**Task goal**
Render every line of the records below as a numbered list, skipping any blank lines. Omit the pictures from your output.

Items listed in a dataset

-*-*-

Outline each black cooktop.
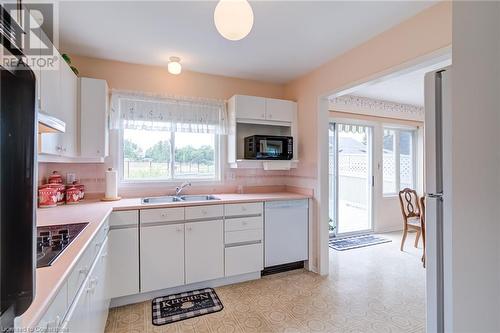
[36,223,88,268]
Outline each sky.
[124,129,215,151]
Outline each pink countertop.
[18,192,310,327]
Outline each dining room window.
[382,127,416,196]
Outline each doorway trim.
[328,117,376,238]
[316,45,451,275]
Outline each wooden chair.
[420,196,425,268]
[399,188,422,251]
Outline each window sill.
[118,178,222,188]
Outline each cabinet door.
[80,78,109,158]
[266,98,296,123]
[185,220,224,284]
[235,95,266,120]
[40,45,63,117]
[108,227,139,298]
[60,61,78,157]
[140,224,184,292]
[39,45,64,155]
[60,280,91,333]
[89,239,109,332]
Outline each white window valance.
[110,90,227,134]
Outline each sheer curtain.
[110,90,228,134]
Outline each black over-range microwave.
[245,135,293,160]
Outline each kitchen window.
[111,93,226,183]
[382,128,416,196]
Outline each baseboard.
[374,225,403,234]
[262,261,304,276]
[109,272,260,308]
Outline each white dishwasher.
[264,199,309,267]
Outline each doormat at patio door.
[328,235,392,251]
[152,288,224,326]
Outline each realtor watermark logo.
[2,2,61,70]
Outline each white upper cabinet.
[38,48,78,157]
[59,61,78,157]
[40,47,61,118]
[229,95,297,123]
[227,95,299,170]
[80,77,109,158]
[266,98,297,123]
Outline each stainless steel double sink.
[141,195,220,205]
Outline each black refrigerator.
[0,6,37,332]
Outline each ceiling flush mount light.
[167,57,182,75]
[214,0,253,41]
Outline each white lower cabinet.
[59,239,109,333]
[184,220,224,284]
[109,228,139,298]
[225,242,264,276]
[108,210,139,298]
[140,223,184,292]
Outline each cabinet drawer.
[186,205,224,220]
[225,216,263,231]
[225,244,264,276]
[109,210,139,227]
[140,207,184,224]
[224,202,263,216]
[224,229,264,244]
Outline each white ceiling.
[350,59,451,106]
[59,1,436,83]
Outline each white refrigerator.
[424,67,453,332]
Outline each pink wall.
[71,55,284,99]
[38,55,289,196]
[285,2,451,182]
[285,2,452,274]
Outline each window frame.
[113,128,223,187]
[382,124,418,198]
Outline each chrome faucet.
[175,182,191,196]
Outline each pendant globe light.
[214,0,253,41]
[167,57,182,75]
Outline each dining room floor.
[106,232,425,333]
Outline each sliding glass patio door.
[329,122,373,236]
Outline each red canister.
[38,185,57,208]
[73,180,85,200]
[47,183,66,205]
[66,185,80,205]
[49,171,63,184]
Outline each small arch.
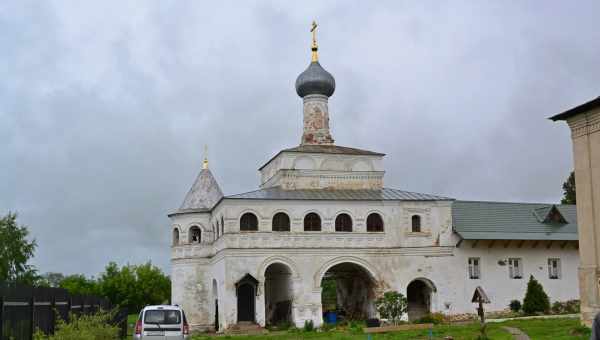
[188,225,202,243]
[367,213,383,233]
[411,215,421,233]
[258,255,300,282]
[271,212,290,231]
[406,278,436,321]
[173,227,179,246]
[304,212,321,231]
[313,256,381,290]
[240,212,258,231]
[335,213,352,232]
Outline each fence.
[0,284,127,340]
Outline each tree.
[560,171,577,204]
[58,274,98,295]
[38,272,65,288]
[98,262,171,312]
[375,291,407,323]
[523,275,550,315]
[0,212,39,284]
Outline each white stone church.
[169,30,579,331]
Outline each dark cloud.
[0,1,600,274]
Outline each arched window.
[411,215,421,233]
[173,228,179,246]
[272,212,290,231]
[240,213,258,231]
[188,226,202,243]
[335,214,352,232]
[304,213,321,231]
[367,213,383,232]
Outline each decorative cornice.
[567,110,600,139]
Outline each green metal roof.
[225,187,452,201]
[452,201,578,241]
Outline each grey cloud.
[0,1,600,274]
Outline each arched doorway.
[265,263,293,325]
[235,274,258,322]
[213,279,219,332]
[321,262,377,320]
[406,279,435,321]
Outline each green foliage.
[38,272,65,288]
[0,212,39,285]
[523,275,550,315]
[302,320,315,332]
[375,291,407,323]
[560,171,577,204]
[414,313,446,325]
[58,274,98,295]
[552,300,580,314]
[53,262,171,312]
[34,311,119,340]
[508,300,523,313]
[98,262,171,311]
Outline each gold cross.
[310,20,319,62]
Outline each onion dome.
[296,61,335,97]
[296,21,335,98]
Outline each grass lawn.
[500,319,590,340]
[193,319,590,340]
[127,314,138,339]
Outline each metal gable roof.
[452,201,578,240]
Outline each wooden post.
[49,294,56,335]
[29,291,35,340]
[0,295,4,339]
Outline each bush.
[414,313,446,325]
[375,291,407,323]
[303,320,315,332]
[552,300,580,314]
[34,311,119,340]
[523,275,550,315]
[508,300,522,313]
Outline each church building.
[169,25,579,331]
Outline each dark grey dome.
[296,61,335,97]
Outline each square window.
[469,257,481,280]
[508,258,523,279]
[548,259,560,280]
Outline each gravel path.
[502,327,530,340]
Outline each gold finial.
[310,20,319,62]
[202,144,208,170]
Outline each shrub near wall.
[523,275,550,315]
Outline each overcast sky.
[0,0,600,275]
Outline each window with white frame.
[548,259,560,280]
[469,257,481,280]
[508,258,523,279]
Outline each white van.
[133,305,190,340]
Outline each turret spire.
[202,144,208,170]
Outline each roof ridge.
[456,199,576,207]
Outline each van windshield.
[144,309,181,325]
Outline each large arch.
[406,277,437,321]
[264,261,294,325]
[211,279,220,332]
[315,257,378,320]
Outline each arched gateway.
[319,261,377,320]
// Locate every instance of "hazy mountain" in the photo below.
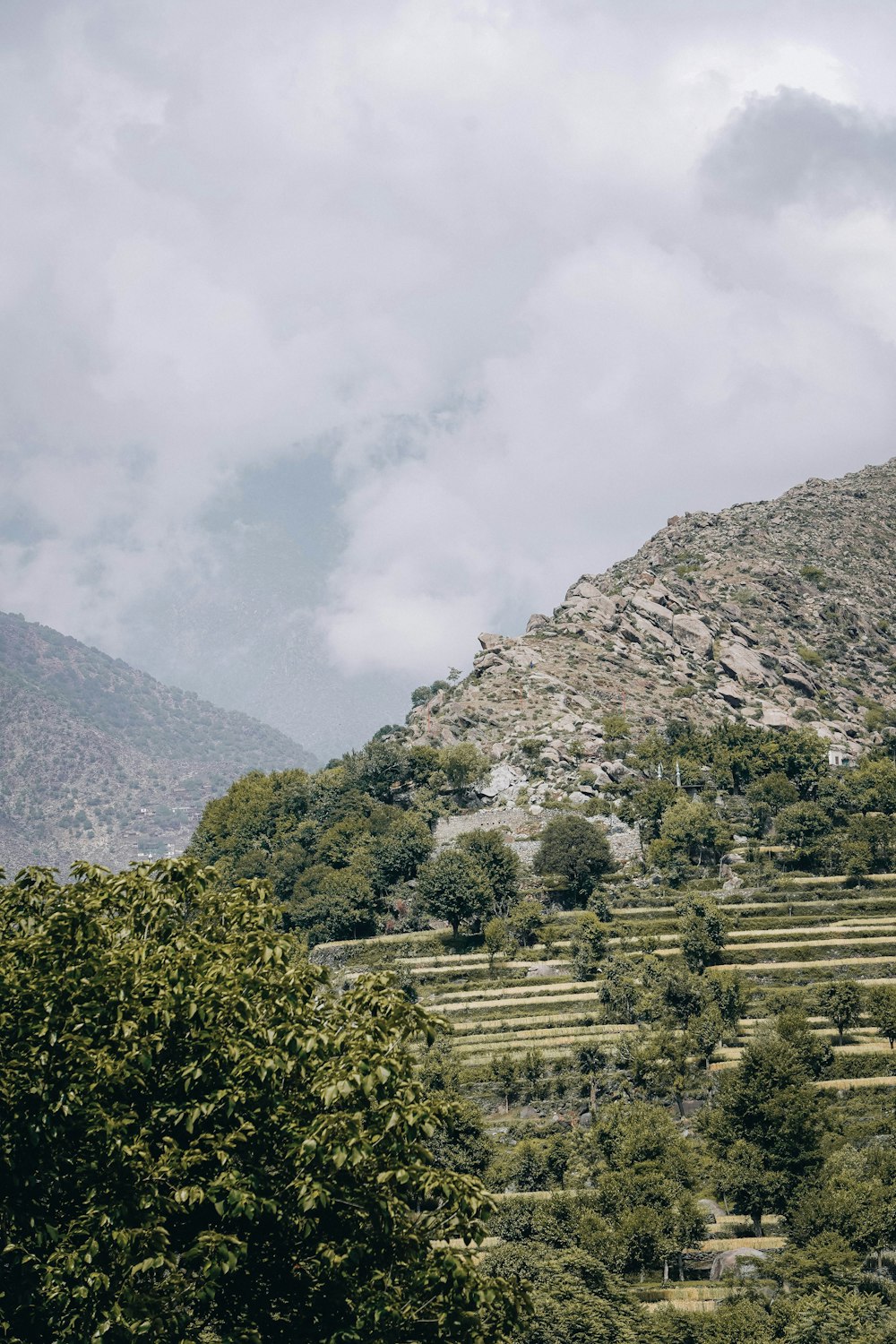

-*-*-

**Final answer**
1. Outline each black cooktop.
2. [36,223,88,268]
3. Outline each sky.
4. [124,129,215,151]
5. Outline each pink countertop.
6. [18,192,310,327]
7. Outline each dining room window.
8. [382,127,416,196]
9. Outline each doorway trim.
10. [328,117,376,238]
11. [316,45,451,275]
12. Outline each wooden chair.
13. [420,196,425,268]
14. [399,188,422,251]
15. Outline each window sill.
16. [118,178,222,188]
17. Outline each cabinet door.
18. [80,78,109,158]
19. [266,98,296,123]
20. [185,220,224,284]
21. [235,95,266,120]
22. [40,45,63,117]
23. [108,227,139,298]
24. [60,61,78,157]
25. [140,224,184,292]
26. [39,45,64,155]
27. [60,280,91,333]
28. [89,239,109,332]
29. Outline each white window valance.
30. [110,90,227,134]
31. Outline each sheer curtain.
32. [110,90,228,134]
33. Outline each black over-range microwave.
34. [245,135,293,160]
35. Outline each kitchen window.
36. [111,93,226,183]
37. [382,128,416,196]
38. Outline each baseboard.
39. [374,225,403,234]
40. [262,261,304,276]
41. [109,272,260,308]
42. Outline each white dishwasher.
43. [264,199,309,267]
44. Outline each doormat at patio door.
45. [328,235,392,251]
46. [152,288,224,326]
47. Outline each realtor watermark logo.
48. [2,2,61,70]
49. Outline each white upper cabinet.
50. [38,48,78,157]
51. [59,61,78,157]
52. [40,47,61,118]
53. [229,95,297,123]
54. [227,95,299,170]
55. [80,77,109,158]
56. [266,98,297,123]
57. Outline each stainless steel double sink.
58. [141,195,220,205]
59. Outline each black refrigerator.
60. [0,6,37,332]
61. Outline each ceiling flush mount light.
62. [167,57,182,75]
63. [214,0,253,41]
64. Outline each white lower cabinet.
65. [59,239,109,333]
66. [184,220,224,284]
67. [109,228,139,298]
68. [225,242,264,276]
69. [108,210,139,298]
70. [140,223,184,292]
71. Outline each cabinet drawer.
72. [186,205,224,220]
73. [225,216,263,231]
74. [225,244,264,276]
75. [109,210,139,227]
76. [140,207,184,224]
77. [224,202,263,216]
78. [224,229,264,244]
79. Outline each white ceiling.
80. [350,59,451,106]
81. [59,1,436,83]
82. Outline each white refrigerator.
83. [424,67,453,332]
84. Outline each pink wall.
85. [71,55,284,99]
86. [38,55,289,196]
87. [285,2,451,182]
88. [285,2,452,274]
89. Outline each window frame.
90. [113,128,223,187]
91. [382,124,418,198]
92. Outline each chrome faucet.
93. [175,182,191,196]
94. Outline each pendant globe light.
95. [214,0,253,41]
96. [167,57,182,75]
97. Outline each dining room floor.
98. [106,232,425,333]
99. Outline each sliding glass patio door.
100. [329,122,373,236]
101. Outline each red canister.
102. [38,185,57,208]
103. [73,180,85,200]
104. [47,183,66,205]
105. [66,185,80,205]
106. [49,171,63,184]
107. Outline each small arch.
108. [188,225,202,243]
109. [367,213,383,233]
110. [411,215,421,233]
111. [258,255,300,282]
112. [271,212,290,231]
113. [406,278,436,321]
114. [173,227,179,246]
115. [304,212,321,231]
116. [313,256,381,290]
117. [240,212,258,231]
118. [335,213,352,232]
119. Outline each fence.
120. [0,284,127,340]
121. Outline each tree.
122. [560,171,577,204]
123. [58,274,98,295]
124. [38,272,65,288]
125. [98,262,171,312]
126. [375,291,407,323]
127. [523,275,550,315]
128. [0,212,39,284]
129. Outline each white stone church.
130. [169,30,579,331]
131. Outline each dark cloud.
132. [0,1,600,274]
133. Outline each arched window.
134. [411,215,421,233]
135. [173,228,179,246]
136. [272,212,290,231]
137. [240,213,258,231]
138. [188,226,202,243]
139. [335,214,352,232]
140. [304,213,321,231]
141. [367,213,383,232]
142. Outline each decorative cornice.
143. [567,110,600,139]
144. Outline each green metal roof.
145. [225,187,452,201]
146. [452,201,578,241]
147. Outline each grey cloud.
148. [0,1,600,274]
149. Outline each arched doorway.
150. [265,263,293,325]
151. [235,274,258,322]
152. [213,279,219,332]
153. [321,262,377,320]
154. [406,279,435,321]
155. Outline each green foliage.
156. [38,272,65,288]
157. [0,212,39,285]
158. [523,275,550,315]
159. [302,320,315,332]
160. [375,291,407,323]
161. [560,171,577,204]
162. [414,313,446,325]
163. [58,274,98,295]
164. [552,300,580,314]
165. [53,262,171,312]
166. [34,311,119,340]
167. [508,300,523,313]
168. [98,262,171,311]
169. Outline each gold cross.
170. [310,20,319,62]
171. Outline each onion dome.
172. [296,61,335,97]
173. [296,21,335,98]
174. Outline each grass lawn.
175. [500,319,590,340]
176. [193,319,590,340]
177. [127,314,138,339]
178. Outline each metal gable roof.
179. [452,201,578,240]
180. Outline each wooden post.
181. [49,294,56,335]
182. [29,291,35,340]
183. [0,295,4,339]
184. Outline each bush.
185. [414,313,446,325]
186. [375,291,407,323]
187. [303,320,315,332]
188. [552,300,580,314]
189. [34,311,119,340]
190. [523,275,550,315]
191. [508,300,522,313]
192. Outline each church building.
193. [169,25,579,331]
194. Outline each dark grey dome.
195. [296,61,335,97]
196. Outline each square window.
197. [469,257,481,280]
198. [508,258,523,279]
199. [548,259,560,280]
200. Outline each gravel path.
201. [502,327,530,340]
202. Outline each gold finial.
203. [310,20,319,62]
204. [202,144,208,170]
205. Outline each shrub near wall.
206. [523,275,550,315]
207. Outline each overcast sky.
208. [0,0,600,275]
209. Outline each window with white frame.
210. [548,259,560,280]
211. [469,257,481,280]
212. [508,258,523,279]
213. Outline each white van.
214. [133,305,190,340]
215. Outline each turret spire.
216. [202,144,208,170]
217. Outline each roof ridge.
218. [456,199,576,207]
219. Outline each van windshield.
220. [144,309,181,325]
221. Outline each large arch.
222. [406,277,437,321]
223. [264,261,294,325]
224. [211,279,220,332]
225. [315,257,378,320]
226. Outline each arched gateway.
227. [319,261,377,320]
228. // Locate every instance of "hazy mountain" in the photo below.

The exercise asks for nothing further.